▶ [Things to do]
1) In the forum post about searching for aquarium hardscape, what did the writer pay for the box of Manzanita branches?
2) Continue the forum post about searching for aquarium hardscape from its last line.

▶ [Text segment]

I've tried to find good stone and wood locally. I've looked through landscape yards, turned my car around in the road to scope out wood branches laying by the roadside, searched Ebay religiously, checked all the common driftwood sites, checked the LFS, etc. It's been a total pain and completely unsuccessful. I just ordered a $75 box of Manzanita branches. There are trees all around me and I just paid $75 plus shipping for branches. But you know what, I was happy to because I had spent at least that much already in gas and time and had come up with nothing. Manzanita isn't a local phenomenon where I live so I'm paying something to collect it, sort it, clean it, box it and ship it to me from the other side of the country. Is that unfair? No. Am I stupid for not settling on some ugly pine branch that'll rot in my tank? No. Is a good hardscape valuable enough to me to pay for? Definitely. Should someone do all that for me for free? Of course not.


----------



## jsenske (Mar 15, 2004)

▶ [Raw records]
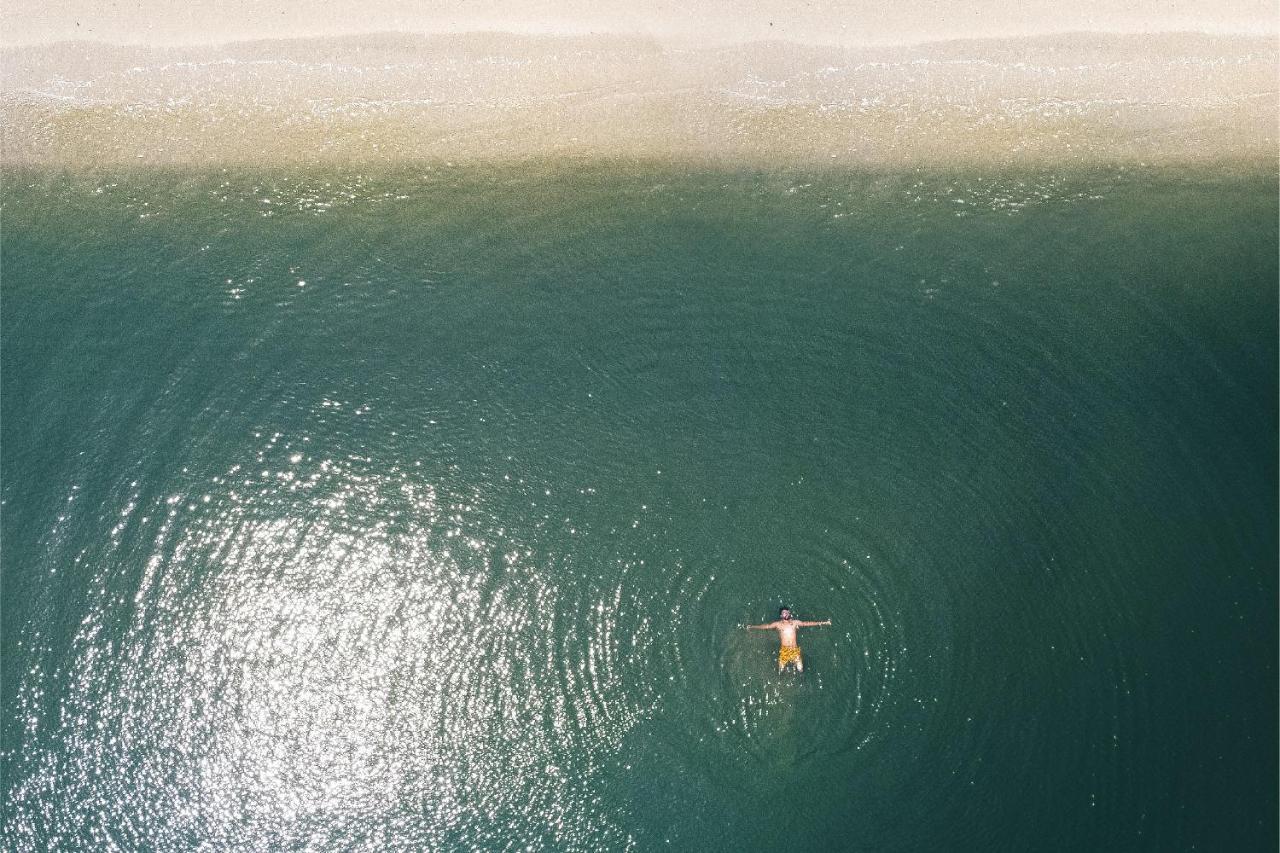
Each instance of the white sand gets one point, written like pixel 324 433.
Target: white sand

* * *

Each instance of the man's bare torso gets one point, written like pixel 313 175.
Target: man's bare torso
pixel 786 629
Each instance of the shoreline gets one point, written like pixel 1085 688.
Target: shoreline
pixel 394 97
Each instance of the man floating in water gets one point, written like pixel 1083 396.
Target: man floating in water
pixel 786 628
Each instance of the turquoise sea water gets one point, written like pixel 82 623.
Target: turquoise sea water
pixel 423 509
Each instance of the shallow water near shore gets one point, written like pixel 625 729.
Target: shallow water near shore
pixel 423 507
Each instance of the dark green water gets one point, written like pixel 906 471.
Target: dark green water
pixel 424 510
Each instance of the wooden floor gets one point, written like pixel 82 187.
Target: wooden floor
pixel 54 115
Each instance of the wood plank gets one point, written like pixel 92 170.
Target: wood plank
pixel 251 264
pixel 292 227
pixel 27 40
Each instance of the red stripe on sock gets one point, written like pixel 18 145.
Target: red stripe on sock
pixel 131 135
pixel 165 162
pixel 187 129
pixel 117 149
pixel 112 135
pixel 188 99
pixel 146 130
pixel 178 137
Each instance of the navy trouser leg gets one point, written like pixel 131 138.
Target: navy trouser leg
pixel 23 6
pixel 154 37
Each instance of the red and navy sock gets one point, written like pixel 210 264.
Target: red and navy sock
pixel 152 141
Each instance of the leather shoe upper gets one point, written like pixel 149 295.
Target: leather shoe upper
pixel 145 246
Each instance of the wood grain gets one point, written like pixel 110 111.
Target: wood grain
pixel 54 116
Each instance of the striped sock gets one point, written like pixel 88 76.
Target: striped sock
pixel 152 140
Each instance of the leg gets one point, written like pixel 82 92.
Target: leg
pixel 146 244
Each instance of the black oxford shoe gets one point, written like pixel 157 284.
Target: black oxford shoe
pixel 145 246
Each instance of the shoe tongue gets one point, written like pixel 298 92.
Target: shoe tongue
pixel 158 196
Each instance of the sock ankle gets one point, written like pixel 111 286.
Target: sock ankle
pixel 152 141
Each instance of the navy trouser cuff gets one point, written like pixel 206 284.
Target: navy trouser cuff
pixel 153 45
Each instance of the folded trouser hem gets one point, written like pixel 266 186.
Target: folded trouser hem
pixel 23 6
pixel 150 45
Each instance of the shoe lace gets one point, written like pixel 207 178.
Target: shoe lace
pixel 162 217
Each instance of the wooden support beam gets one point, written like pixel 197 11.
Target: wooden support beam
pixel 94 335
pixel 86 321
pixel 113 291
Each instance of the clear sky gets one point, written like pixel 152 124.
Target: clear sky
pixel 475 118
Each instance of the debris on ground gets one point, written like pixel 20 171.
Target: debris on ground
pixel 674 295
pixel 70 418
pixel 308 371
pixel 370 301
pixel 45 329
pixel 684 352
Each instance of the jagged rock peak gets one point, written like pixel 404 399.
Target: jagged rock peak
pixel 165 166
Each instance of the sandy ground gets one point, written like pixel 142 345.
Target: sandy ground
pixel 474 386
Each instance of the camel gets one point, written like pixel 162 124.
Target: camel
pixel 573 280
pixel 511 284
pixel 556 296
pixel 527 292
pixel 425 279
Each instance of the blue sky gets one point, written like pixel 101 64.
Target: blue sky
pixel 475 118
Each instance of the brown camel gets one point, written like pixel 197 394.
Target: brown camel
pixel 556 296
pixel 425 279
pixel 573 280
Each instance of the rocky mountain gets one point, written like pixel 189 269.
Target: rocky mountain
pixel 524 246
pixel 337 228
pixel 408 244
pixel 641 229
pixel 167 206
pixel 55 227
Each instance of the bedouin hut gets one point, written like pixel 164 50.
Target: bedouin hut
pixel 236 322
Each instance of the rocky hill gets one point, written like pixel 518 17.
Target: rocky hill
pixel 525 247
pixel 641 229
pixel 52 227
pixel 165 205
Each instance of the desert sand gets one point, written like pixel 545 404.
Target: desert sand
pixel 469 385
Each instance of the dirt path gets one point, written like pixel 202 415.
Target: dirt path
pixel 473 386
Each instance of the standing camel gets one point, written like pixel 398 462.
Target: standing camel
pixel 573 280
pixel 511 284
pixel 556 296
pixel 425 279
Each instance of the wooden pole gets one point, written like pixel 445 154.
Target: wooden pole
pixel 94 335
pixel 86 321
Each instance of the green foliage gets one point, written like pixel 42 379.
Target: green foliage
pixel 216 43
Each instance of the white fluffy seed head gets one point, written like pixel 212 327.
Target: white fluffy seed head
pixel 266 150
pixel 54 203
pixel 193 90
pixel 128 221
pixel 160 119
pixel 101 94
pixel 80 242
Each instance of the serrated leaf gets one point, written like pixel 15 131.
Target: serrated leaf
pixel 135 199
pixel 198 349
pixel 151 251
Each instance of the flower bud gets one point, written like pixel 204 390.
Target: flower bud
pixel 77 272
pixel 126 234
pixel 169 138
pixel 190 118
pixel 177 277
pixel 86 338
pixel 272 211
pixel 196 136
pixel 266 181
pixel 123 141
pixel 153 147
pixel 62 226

▶ [Response list]
1) $75 plus shipping.

2)
Just a point of "clarification": 
ADA does not overly inflate the price of the stone or try to take advantage of anyone's desire to have it. In Japan, the rock is quite reasonable. ADA's wholsale charge for the rock on the front end is quite reasonable. It is only after importation of such a heavy item to the US that the final offer price-- with retailer margins added in-- that the rock becomes so "outrageous"ly expensive. 

(side note: Good driftwood is about to be abundantly available when I offer it online at reasonable prices. Should be up by March.)


----------



## LiLGuppyGal181 (Feb 14, 2006)

if all you are looking for is some pretty stones for your tank I suggest petoskey stones. you may need to go onto ebay to find them (that is where I got mine) but they are porous and therefore fairly light as far as stones go, which saves on shipping. good ones can have a really nice pattern that forms from fossilized corals I believe.

happy hunting for the perfect rock!
Laura


----------



## BryceM (Nov 6, 2005)

Want to find rocks? Sharp jagged ones = mountains. Smooth round ones = streams & rivers. Look for steep slopes and places where topsoil has eroded away. Partially weathered rock has a nice texture. Honestly, $100 for rocks? But I didn't understand people paying for bottled water either.

Maybe I'm spoiled having grown up in the Rockies. There are millions of places to go to get nice stuff for hardscape. Don't just carbon copy someone else's idea of some zen-appropriate thing. Open your eyes and go find something nice! Get a geological map of an outdoors area near where you live. Talk to geology geeks. Get out of your car and hike a few trails. Cary a bottle of muriatic acid with you. For me, finding something nice is 1/2 of the fun.


----------



## pineapple (May 4, 2004)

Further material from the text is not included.